* [Exercise input]:
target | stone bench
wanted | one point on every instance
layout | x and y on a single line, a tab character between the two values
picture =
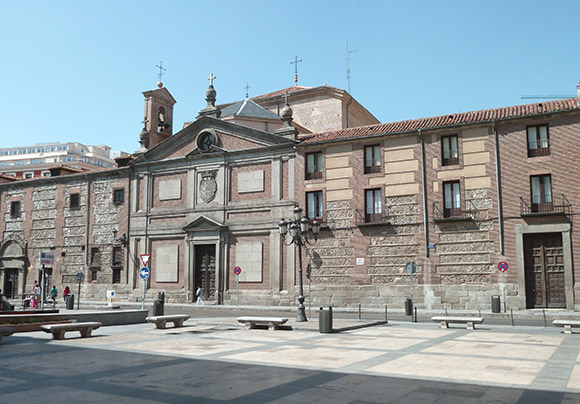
567	324
5	331
161	321
273	323
470	321
58	330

* [Problem details]: Turn the lines in the entries above into a numbered list, skipping any blank lines, and leave the pictures out.

* [Finished task]:
1. target | stone bench
2. wanted | one point on every instance
3. layout | x and y on a single line, a tab character between the two values
4. picture =
5. 567	324
6. 5	331
7. 161	321
8. 273	323
9. 470	321
10. 58	330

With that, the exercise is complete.